» **YOUR ASSIGNMENT**:
Repeat the whole listing, keeping each line as it is.

» **EXTRACTED RECORDS**:
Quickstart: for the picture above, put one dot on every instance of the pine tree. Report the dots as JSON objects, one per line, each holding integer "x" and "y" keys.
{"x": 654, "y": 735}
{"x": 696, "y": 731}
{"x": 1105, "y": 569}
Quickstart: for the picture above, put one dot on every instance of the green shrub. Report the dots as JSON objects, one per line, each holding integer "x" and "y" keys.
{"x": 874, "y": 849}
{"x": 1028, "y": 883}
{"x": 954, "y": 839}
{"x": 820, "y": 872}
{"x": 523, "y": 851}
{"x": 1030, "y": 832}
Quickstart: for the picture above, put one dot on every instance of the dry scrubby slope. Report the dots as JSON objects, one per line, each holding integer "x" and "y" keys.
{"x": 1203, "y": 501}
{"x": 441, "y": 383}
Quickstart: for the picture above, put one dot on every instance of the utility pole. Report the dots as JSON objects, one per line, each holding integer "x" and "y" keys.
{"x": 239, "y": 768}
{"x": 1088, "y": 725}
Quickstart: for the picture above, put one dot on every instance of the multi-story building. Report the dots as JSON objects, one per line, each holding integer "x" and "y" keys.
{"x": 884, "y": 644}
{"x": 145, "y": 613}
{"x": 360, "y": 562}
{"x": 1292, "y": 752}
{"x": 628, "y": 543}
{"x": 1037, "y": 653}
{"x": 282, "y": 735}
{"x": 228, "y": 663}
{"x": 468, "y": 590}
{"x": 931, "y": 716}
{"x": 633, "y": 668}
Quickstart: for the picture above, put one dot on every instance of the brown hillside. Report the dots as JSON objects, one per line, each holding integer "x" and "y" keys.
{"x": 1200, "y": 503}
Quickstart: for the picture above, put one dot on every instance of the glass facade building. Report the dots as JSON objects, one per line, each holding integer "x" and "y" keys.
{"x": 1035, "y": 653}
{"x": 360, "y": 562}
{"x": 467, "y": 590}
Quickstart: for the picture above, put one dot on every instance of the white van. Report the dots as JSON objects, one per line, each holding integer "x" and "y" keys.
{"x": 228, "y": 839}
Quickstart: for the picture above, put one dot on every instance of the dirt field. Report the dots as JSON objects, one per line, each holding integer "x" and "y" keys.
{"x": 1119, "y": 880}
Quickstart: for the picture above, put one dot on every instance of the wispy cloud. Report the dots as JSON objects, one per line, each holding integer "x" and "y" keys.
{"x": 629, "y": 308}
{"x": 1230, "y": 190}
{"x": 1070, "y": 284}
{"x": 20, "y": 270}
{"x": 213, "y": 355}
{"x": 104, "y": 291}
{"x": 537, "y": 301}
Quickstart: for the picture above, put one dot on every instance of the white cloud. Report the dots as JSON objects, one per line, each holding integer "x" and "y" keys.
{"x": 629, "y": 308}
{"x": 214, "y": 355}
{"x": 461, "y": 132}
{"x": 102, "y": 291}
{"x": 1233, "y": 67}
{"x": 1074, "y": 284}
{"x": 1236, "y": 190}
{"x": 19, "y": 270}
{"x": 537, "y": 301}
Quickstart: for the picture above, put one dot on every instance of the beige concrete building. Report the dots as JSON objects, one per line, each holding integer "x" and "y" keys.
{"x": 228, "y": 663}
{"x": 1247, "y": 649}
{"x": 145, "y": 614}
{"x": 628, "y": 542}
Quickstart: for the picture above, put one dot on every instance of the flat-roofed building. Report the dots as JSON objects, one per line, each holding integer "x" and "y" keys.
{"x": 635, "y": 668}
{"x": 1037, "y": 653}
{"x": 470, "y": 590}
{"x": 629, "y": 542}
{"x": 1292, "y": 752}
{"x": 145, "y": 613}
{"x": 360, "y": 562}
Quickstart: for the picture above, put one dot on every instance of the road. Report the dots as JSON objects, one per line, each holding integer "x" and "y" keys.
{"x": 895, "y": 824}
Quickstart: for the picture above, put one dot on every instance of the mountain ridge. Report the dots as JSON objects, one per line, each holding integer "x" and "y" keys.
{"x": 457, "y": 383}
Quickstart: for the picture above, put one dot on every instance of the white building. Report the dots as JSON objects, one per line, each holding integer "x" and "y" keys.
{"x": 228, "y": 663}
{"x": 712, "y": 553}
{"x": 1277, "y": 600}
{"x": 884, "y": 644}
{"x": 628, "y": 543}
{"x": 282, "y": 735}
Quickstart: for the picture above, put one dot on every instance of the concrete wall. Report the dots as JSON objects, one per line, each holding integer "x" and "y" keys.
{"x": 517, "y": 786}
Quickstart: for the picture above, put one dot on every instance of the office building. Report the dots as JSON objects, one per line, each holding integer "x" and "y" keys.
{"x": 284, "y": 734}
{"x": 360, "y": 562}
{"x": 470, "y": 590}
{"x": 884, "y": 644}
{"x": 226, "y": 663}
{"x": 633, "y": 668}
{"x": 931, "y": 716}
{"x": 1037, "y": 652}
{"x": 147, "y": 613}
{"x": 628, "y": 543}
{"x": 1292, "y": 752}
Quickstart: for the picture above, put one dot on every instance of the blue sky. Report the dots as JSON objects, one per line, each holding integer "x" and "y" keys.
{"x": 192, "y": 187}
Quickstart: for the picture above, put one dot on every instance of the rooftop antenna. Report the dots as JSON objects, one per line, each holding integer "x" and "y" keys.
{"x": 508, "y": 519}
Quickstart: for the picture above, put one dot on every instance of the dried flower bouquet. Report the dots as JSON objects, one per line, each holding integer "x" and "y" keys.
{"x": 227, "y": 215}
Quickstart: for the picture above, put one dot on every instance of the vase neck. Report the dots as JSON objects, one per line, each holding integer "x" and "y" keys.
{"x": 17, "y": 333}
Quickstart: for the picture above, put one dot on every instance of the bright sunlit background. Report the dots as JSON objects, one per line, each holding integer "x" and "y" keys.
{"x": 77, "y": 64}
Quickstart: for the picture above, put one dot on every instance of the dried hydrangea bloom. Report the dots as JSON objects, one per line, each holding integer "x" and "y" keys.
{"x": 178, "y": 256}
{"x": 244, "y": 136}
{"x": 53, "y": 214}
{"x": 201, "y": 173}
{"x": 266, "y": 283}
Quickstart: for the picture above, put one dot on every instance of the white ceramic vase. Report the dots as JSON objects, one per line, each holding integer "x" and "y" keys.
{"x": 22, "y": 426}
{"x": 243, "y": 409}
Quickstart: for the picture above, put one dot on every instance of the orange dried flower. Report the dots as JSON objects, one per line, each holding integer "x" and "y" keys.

» **ANSWER TO THIS EXERCISE**:
Quickstart: for the picture above, put one dot on every instance of the pine tree. Report the dots as JSON objects, one per line, each holding integer "x" and "y" keys.
{"x": 654, "y": 735}
{"x": 696, "y": 731}
{"x": 1105, "y": 569}
Quickstart: for the picture above, put one dot on every instance of the green shrub. Report the dots as JSON objects, one per line, each holding integer "x" and "y" keys.
{"x": 874, "y": 849}
{"x": 1028, "y": 883}
{"x": 954, "y": 839}
{"x": 820, "y": 872}
{"x": 523, "y": 851}
{"x": 1030, "y": 832}
Quickstart: for the picture above, put one dot on every instance of the dry scrubby slope. Report the dots as JSON objects, one per line, each holding integer "x" and "y" keys.
{"x": 1203, "y": 501}
{"x": 441, "y": 383}
Quickstart: for the picture above, put one dot on every instance of the utility pole. Report the dots as JSON objects, one per line, each holding integer "x" and "y" keys.
{"x": 239, "y": 768}
{"x": 1088, "y": 725}
Quickstart: for the picture above, put one dot on every instance of the multi-story building. Report the dots as JSON objects, one per line, each holding integer "x" and "y" keys.
{"x": 884, "y": 644}
{"x": 145, "y": 613}
{"x": 360, "y": 562}
{"x": 1292, "y": 752}
{"x": 628, "y": 543}
{"x": 1037, "y": 653}
{"x": 282, "y": 735}
{"x": 228, "y": 663}
{"x": 468, "y": 590}
{"x": 931, "y": 716}
{"x": 633, "y": 668}
Quickstart: for the picture above, put one dot on every instance of the brown hillside. Report the dots as JSON objects, one per line, each holding integer "x" and "y" keys.
{"x": 1200, "y": 503}
Quickstart: for the picture above, put one dot on every instance of the glass facade building. Report the dots as JSON objects, one per line, each holding integer "x" and "y" keys.
{"x": 1035, "y": 653}
{"x": 360, "y": 562}
{"x": 467, "y": 590}
Quickstart: for the picture above, put one dot on every instance of the white van. Report the dots as JSON objects, one per line, each holding integer "x" and "y" keys.
{"x": 228, "y": 839}
Quickstart: for the picture above, put one dot on every instance of the dirt field. Report the dots as JSON objects, one per line, each holding integer "x" and "y" keys.
{"x": 1119, "y": 880}
Quickstart: for the picture above, put one dot on every instance of the wispy cloud. Report the dots as JSON objects, one per line, each holding integer "x" and "y" keys.
{"x": 629, "y": 308}
{"x": 1230, "y": 190}
{"x": 1070, "y": 284}
{"x": 20, "y": 270}
{"x": 213, "y": 355}
{"x": 104, "y": 291}
{"x": 537, "y": 301}
Quickstart: for the picture above, put one dot on every instance of the white cloud. Report the dots as JSON objects, one per line, each holding integer "x" and "y" keys.
{"x": 629, "y": 308}
{"x": 214, "y": 355}
{"x": 461, "y": 132}
{"x": 102, "y": 291}
{"x": 1233, "y": 67}
{"x": 1074, "y": 284}
{"x": 1236, "y": 190}
{"x": 19, "y": 270}
{"x": 537, "y": 301}
Quickstart: for the picture above, put one dot on every instance of the beige concrete building. Report the dots as JSON objects, one per line, each holding integer "x" and "y" keys.
{"x": 228, "y": 663}
{"x": 1247, "y": 649}
{"x": 145, "y": 614}
{"x": 628, "y": 542}
Quickstart: for the picture above, put one dot on every instance of the flat-roofed building. Report the dots as JSON objects, one per line, each holding integer "x" and "y" keys.
{"x": 635, "y": 668}
{"x": 1037, "y": 653}
{"x": 470, "y": 590}
{"x": 629, "y": 542}
{"x": 1292, "y": 752}
{"x": 145, "y": 613}
{"x": 360, "y": 562}
Quickstart: for the picture above, put one dot on every instance of the road. Report the dots as JSON objects, one per line, each holding integer "x" and "y" keys.
{"x": 895, "y": 824}
Quickstart: for the picture above, put one dot on every instance of the mountain ridge. Report the dots as JSON objects, one per line, each holding integer "x" and "y" keys.
{"x": 457, "y": 383}
Quickstart: for the picture above, put one dot on every instance of the white building. Report the dots as JSON objects, one per line, each holding integer "x" and "y" keys.
{"x": 228, "y": 663}
{"x": 712, "y": 553}
{"x": 1277, "y": 600}
{"x": 884, "y": 644}
{"x": 628, "y": 543}
{"x": 282, "y": 735}
Quickstart: for the picture above, put one dot on every instance of the concrete wall. Report the dots as JSON objects, one per line, each holding integer "x" and "y" keys.
{"x": 517, "y": 786}
Quickstart: for the picture above, put one dot on every instance of the office building. Report the dots as JSON objects, one per line, each holding integer "x" and "y" keys.
{"x": 284, "y": 734}
{"x": 360, "y": 562}
{"x": 470, "y": 590}
{"x": 884, "y": 644}
{"x": 226, "y": 663}
{"x": 633, "y": 668}
{"x": 931, "y": 716}
{"x": 1037, "y": 652}
{"x": 147, "y": 613}
{"x": 628, "y": 543}
{"x": 1292, "y": 752}
Quickstart: for the picture above, put one dot on every instance of the blue sky. Report the dots as JSON objects, one per line, each holding integer "x" and "y" keys.
{"x": 192, "y": 187}
Quickstart: for the picture above, put one dot on every instance of the rooftop antenna. Report the dots as JSON objects, one per line, each holding integer "x" and "y" keys.
{"x": 508, "y": 519}
Quickstart: for the picture above, put one dot on every instance of the dried flower bouquet. Report the dots as JSON objects, one per line, each holding integer "x" and "y" keys.
{"x": 227, "y": 215}
Quickstart: for the picture above, put one dot on every instance of the vase neck. Report the dots as JSON objects, one per line, each holding integer "x" and "y" keys.
{"x": 17, "y": 333}
Quickstart: for the picture above, put one dot on every instance of the bright sunlit background. Report the dots as JSON objects, one per line, each holding integer "x" and "y" keys.
{"x": 77, "y": 64}
Quickstart: for the picture above, put one dot on every instance of the dried hydrangea bloom. Report the dots as JSON objects, one per line, each holding integer "x" and "y" keys.
{"x": 178, "y": 256}
{"x": 244, "y": 136}
{"x": 53, "y": 214}
{"x": 201, "y": 173}
{"x": 266, "y": 283}
Quickstart: for the picture above, put one dot on every instance of the white ceramic vase. Report the dots as JSON objects, one per line, each holding integer "x" and "y" keys.
{"x": 22, "y": 426}
{"x": 243, "y": 409}
Quickstart: for the picture above, put one dot on every instance of the orange dried flower. Report the dots as JSON objects, one per line, each holding integer "x" and "y" keys.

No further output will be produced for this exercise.